> [Stored data]

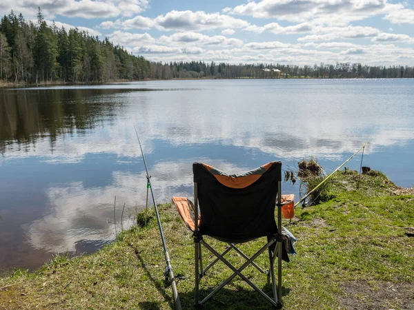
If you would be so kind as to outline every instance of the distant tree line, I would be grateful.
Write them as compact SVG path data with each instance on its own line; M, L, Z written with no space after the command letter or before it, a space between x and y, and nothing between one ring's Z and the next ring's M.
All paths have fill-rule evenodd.
M276 72L272 69L278 69ZM213 61L150 62L108 38L77 29L48 25L40 8L37 22L13 11L0 21L0 80L14 83L100 83L144 79L414 78L414 67L361 63L294 65L233 65Z
M0 80L14 83L101 82L148 77L150 63L77 29L36 23L12 11L0 21Z
M206 64L202 61L150 63L151 79L385 79L414 78L414 67L362 65L361 63L314 65L313 66L282 65L277 63L231 65L229 63ZM270 70L268 70L270 69ZM275 72L272 69L281 72Z

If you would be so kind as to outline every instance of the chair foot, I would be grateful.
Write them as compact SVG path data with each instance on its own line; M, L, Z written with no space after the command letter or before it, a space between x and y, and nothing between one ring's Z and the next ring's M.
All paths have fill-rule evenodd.
M282 309L283 308L283 304L282 302L277 302L277 305L273 306L273 309Z

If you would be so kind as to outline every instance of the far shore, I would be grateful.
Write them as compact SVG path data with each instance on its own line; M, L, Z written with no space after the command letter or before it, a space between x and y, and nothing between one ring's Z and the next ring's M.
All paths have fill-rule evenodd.
M390 78L391 79L391 78ZM249 76L241 76L238 78L226 78L226 77L202 77L202 78L172 78L172 79L144 79L141 80L127 80L127 79L117 79L104 81L99 83L88 83L88 82L66 82L63 81L41 81L38 83L26 83L19 82L14 83L6 81L0 80L0 88L4 87L34 87L34 86L55 86L55 85L106 85L112 84L117 83L130 83L130 82L149 82L152 81L195 81L195 80L336 80L336 79L352 79L352 80L369 80L369 79L368 79L368 78L348 78L348 77L336 77L335 79L329 79L327 76L324 77L315 77L315 76L289 76L285 77L249 77ZM393 78L393 79L401 79L400 78Z
M414 188L394 185L371 170L338 172L319 205L297 207L284 225L298 239L297 255L283 263L286 309L414 309ZM323 197L323 200L322 200ZM183 309L194 309L194 243L174 207L159 205ZM0 309L142 309L174 307L164 282L165 260L155 212L91 255L56 255L34 272L14 269L0 276ZM208 238L208 237L206 237ZM248 255L261 240L241 245ZM225 244L209 239L214 247ZM226 258L240 265L235 253ZM266 267L266 255L257 263ZM213 259L206 254L205 261ZM253 268L245 274L266 293L267 277ZM231 271L223 264L201 281L206 296ZM270 304L236 278L208 302L206 309L267 309Z

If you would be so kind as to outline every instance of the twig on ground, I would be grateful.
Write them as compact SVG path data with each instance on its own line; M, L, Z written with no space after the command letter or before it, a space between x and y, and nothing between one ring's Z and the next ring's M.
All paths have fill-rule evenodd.
M122 213L121 214L121 229L124 230L124 225L122 220L124 219L124 210L125 209L125 203L124 203L124 207L122 208Z
M66 283L66 285L63 287L63 288L62 289L65 289L68 285L69 285L70 284L70 282L72 282L72 280L70 280L68 283Z
M14 287L14 286L15 286L15 285L6 285L6 286L4 286L4 287L0 287L0 291L3 291L3 290L5 290L6 289L7 289L7 288L8 288L8 287Z
M115 236L117 236L117 220L115 219L115 206L117 205L117 195L115 195L115 200L114 201L114 227L115 227Z

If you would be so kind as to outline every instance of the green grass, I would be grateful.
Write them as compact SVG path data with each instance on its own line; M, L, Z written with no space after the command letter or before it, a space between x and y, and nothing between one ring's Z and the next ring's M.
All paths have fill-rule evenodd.
M298 255L291 256L290 263L284 262L285 309L348 309L350 300L359 302L357 309L364 305L402 309L410 300L413 304L414 304L414 289L414 289L414 238L406 236L404 228L414 225L414 200L410 200L414 196L390 195L395 185L381 173L363 175L359 189L357 180L355 172L339 173L329 187L330 200L298 207L290 225L284 221L299 240ZM177 282L183 308L193 309L191 233L170 205L161 206L159 211L174 273L186 277ZM206 239L224 249L225 244ZM241 248L251 254L263 241ZM226 258L237 265L244 262L235 254ZM205 260L212 258L204 256ZM266 260L263 255L257 262L267 268ZM56 256L33 273L19 269L1 278L0 309L171 309L172 292L164 283L164 269L157 221L152 219L146 227L121 233L116 242L94 254L71 259ZM244 273L270 293L265 275L253 267ZM201 279L201 295L206 296L230 274L223 264L217 264ZM1 289L7 285L12 286ZM387 298L382 290L391 287L388 291L393 293L393 286L400 289ZM399 299L395 294L406 289ZM379 292L380 305L375 298ZM205 309L267 309L269 305L236 278Z

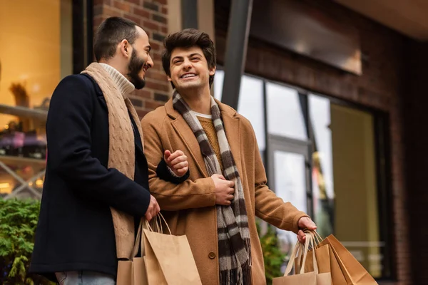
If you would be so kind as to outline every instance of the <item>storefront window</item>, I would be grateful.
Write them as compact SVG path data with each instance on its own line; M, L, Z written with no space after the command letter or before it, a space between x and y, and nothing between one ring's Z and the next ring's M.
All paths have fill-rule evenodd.
M385 136L377 133L384 130L375 128L384 125L384 117L248 76L243 76L238 102L238 112L262 126L255 130L259 145L268 150L269 187L311 214L322 237L335 234L374 277L387 277L390 245L382 226L387 207L378 200L387 191L381 186L387 185L381 181L386 168L377 163L387 153L380 146ZM277 235L280 248L290 254L295 235L280 229Z
M214 97L220 100L224 76L224 71L218 69L214 77ZM243 76L239 93L238 112L251 123L262 153L266 148L264 109L263 80Z
M49 100L73 73L72 11L71 0L0 1L2 197L40 197Z

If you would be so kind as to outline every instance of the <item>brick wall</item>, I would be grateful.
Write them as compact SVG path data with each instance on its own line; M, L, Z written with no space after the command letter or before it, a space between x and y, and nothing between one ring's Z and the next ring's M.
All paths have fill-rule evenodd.
M253 38L249 40L245 72L388 112L391 133L392 214L395 244L394 262L397 279L397 282L392 284L422 284L412 282L409 265L401 105L405 83L404 47L407 40L402 35L332 1L302 1L359 30L361 48L365 58L362 62L363 75L357 76L346 73ZM220 64L223 64L225 57L229 2L224 0L215 1L215 43ZM423 217L422 214L421 217ZM424 284L427 284L427 279L424 280Z
M406 174L409 192L409 227L412 234L412 266L414 284L428 284L428 227L425 226L427 191L427 145L428 145L428 43L410 41L406 46L407 82L403 94L406 147Z
M168 0L94 0L94 30L109 16L132 20L147 32L152 46L154 67L146 74L143 90L131 96L139 116L163 105L170 97L169 83L162 68L160 54L163 41L168 35Z

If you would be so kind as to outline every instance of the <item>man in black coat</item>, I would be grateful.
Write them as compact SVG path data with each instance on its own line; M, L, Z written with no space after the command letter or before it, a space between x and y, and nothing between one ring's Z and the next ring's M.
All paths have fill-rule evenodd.
M102 23L94 39L98 63L92 65L104 73L101 79L107 86L114 86L112 92L119 94L115 98L127 104L125 114L129 115L126 118L129 125L119 127L133 135L132 175L109 167L115 106L108 104L99 80L88 73L70 76L54 92L46 123L48 158L31 272L61 284L113 284L122 245L118 246L115 239L121 229L113 224L112 213L116 211L131 219L133 217L133 229L128 229L135 233L141 217L150 220L160 211L149 191L140 123L127 98L145 85L145 73L153 66L150 49L146 32L134 22L118 17ZM116 157L116 161L122 163L121 160L126 159ZM165 153L158 175L176 183L185 180L187 157L180 150Z

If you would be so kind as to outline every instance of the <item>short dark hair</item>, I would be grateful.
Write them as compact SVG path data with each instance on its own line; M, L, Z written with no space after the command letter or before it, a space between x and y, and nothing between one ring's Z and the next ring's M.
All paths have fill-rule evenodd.
M114 56L118 44L127 40L131 45L138 36L137 25L134 21L121 18L107 18L98 27L93 39L93 53L99 61Z
M203 31L195 28L186 28L181 31L171 33L165 38L163 46L165 51L162 53L162 66L166 75L170 77L171 76L170 70L171 53L174 48L176 48L199 46L207 59L208 68L210 69L213 68L216 65L214 43L210 38L210 36ZM210 88L213 81L214 76L210 76ZM175 88L172 82L171 85L173 86L173 88Z

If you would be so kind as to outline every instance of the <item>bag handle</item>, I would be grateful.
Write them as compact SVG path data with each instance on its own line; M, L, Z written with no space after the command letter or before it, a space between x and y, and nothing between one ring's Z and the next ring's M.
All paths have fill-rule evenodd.
M158 216L159 216L159 217L156 217L156 219L155 220L155 222L156 222L155 224L156 226L158 231L154 231L153 229L151 227L150 223L146 220L146 225L147 227L147 229L148 229L151 232L159 232L160 234L163 234L163 228L162 228L162 220L163 220L163 222L165 222L165 224L166 225L166 228L168 229L168 231L169 232L169 234L171 234L171 230L170 230L169 226L168 225L166 220L162 215L162 214L160 214L160 212L159 212L158 214ZM159 222L158 222L158 219L159 220ZM160 224L160 225L159 225L159 224ZM155 228L155 227L153 227L153 228Z
M307 256L307 252L309 252L309 245L312 242L312 247L313 247L313 239L312 239L312 236L311 234L310 234L309 232L305 232L305 236L306 237L306 239L305 242L305 249L303 250L303 261L302 261L302 266L300 267L300 274L302 273L305 273L305 264L306 264L306 257ZM313 256L315 259L315 251L312 249L312 254L313 254ZM316 262L316 261L315 261ZM314 269L315 269L315 264L314 264Z
M288 264L287 264L287 268L285 269L285 272L284 273L284 276L287 276L292 269L292 266L295 264L295 259L296 258L296 255L297 252L299 252L299 255L297 256L300 256L302 254L305 254L303 256L303 263L302 264L302 268L300 269L300 273L305 273L305 262L306 261L306 252L307 252L307 249L309 249L309 242L310 241L310 234L305 234L306 239L305 240L305 245L302 244L300 242L298 242L295 245L295 248L292 251L291 256L290 257L290 260L288 261ZM308 238L308 237L310 238ZM300 259L299 259L300 260ZM299 261L300 262L300 261ZM302 269L303 269L303 272L302 272Z
M136 237L136 242L134 243L134 247L133 249L132 250L132 255L131 255L131 259L134 258L137 256L137 254L138 253L138 246L141 247L141 256L144 256L145 254L145 249L144 249L144 240L142 238L142 232L143 232L143 227L144 227L144 222L143 221L146 221L146 219L144 218L141 218L140 219L140 224L138 224L138 232L137 232L137 237ZM147 222L147 221L146 221Z
M315 256L315 238L312 236L312 234L310 232L305 233L306 235L306 240L309 239L309 242L305 244L305 255L303 256L303 262L302 263L302 268L300 268L300 274L305 273L305 264L306 262L306 257L307 256L307 252L309 252L309 244L311 244L312 252L312 262L314 266L314 272L315 274L318 274L318 263L317 261L317 258Z

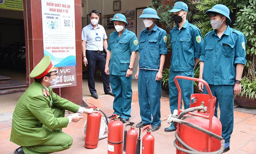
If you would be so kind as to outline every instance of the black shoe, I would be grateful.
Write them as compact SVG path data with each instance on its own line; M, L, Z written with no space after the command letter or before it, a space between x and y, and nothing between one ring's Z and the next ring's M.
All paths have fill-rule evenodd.
M114 96L114 94L111 91L109 91L108 92L105 92L105 94L109 94L111 96Z
M92 95L92 97L94 98L99 98L98 95L97 94L97 93L94 93L92 94L91 95Z
M125 118L122 118L122 121L123 122L123 123L125 123L126 122L129 120L128 120L125 119Z
M14 151L14 154L25 154L22 146L16 149L16 150Z
M138 123L137 125L136 125L136 127L137 128L139 128L140 127L143 127L145 126L146 125L148 125L148 124L145 124L143 123L143 122L140 122L139 123Z
M229 147L228 146L224 149L224 150L223 151L223 152L222 153L224 153L224 152L226 152L229 150Z
M158 130L160 128L160 127L161 127L161 124L158 125L158 126L153 126L151 127L152 127L152 131L156 131L156 130Z

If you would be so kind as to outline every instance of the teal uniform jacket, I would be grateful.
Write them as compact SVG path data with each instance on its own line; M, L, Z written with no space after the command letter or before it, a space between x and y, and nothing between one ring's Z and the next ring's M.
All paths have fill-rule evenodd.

> [Written task] Reproduce the part that opens with the line containing "hair</item>, I would be grateful." and closes with the line containing "M203 31L195 28L186", replacing "evenodd" with "nonzero" and leaving everything else unchanged.

> [Completed task]
If you would be so kind as to outline every instance of the <item>short dark hair</item>, I would be grateful.
Write them as compact SVG path data with each instance on its own line; M, L, Z written with no space after the command letter or before it, a space between x and y, and nothing between one ring's Z and the next ring's M.
All paths have fill-rule nonzero.
M114 56L118 44L127 40L131 45L138 36L137 25L134 21L121 18L107 18L98 27L93 39L93 53L99 61Z
M203 31L195 28L186 28L181 31L171 33L165 38L163 46L165 51L162 53L162 66L166 75L170 77L171 76L170 70L171 53L174 48L176 48L199 46L207 59L208 68L210 69L213 68L216 65L214 43L210 38L210 36ZM210 88L213 81L214 76L210 76ZM175 88L172 82L171 85L173 86L173 88Z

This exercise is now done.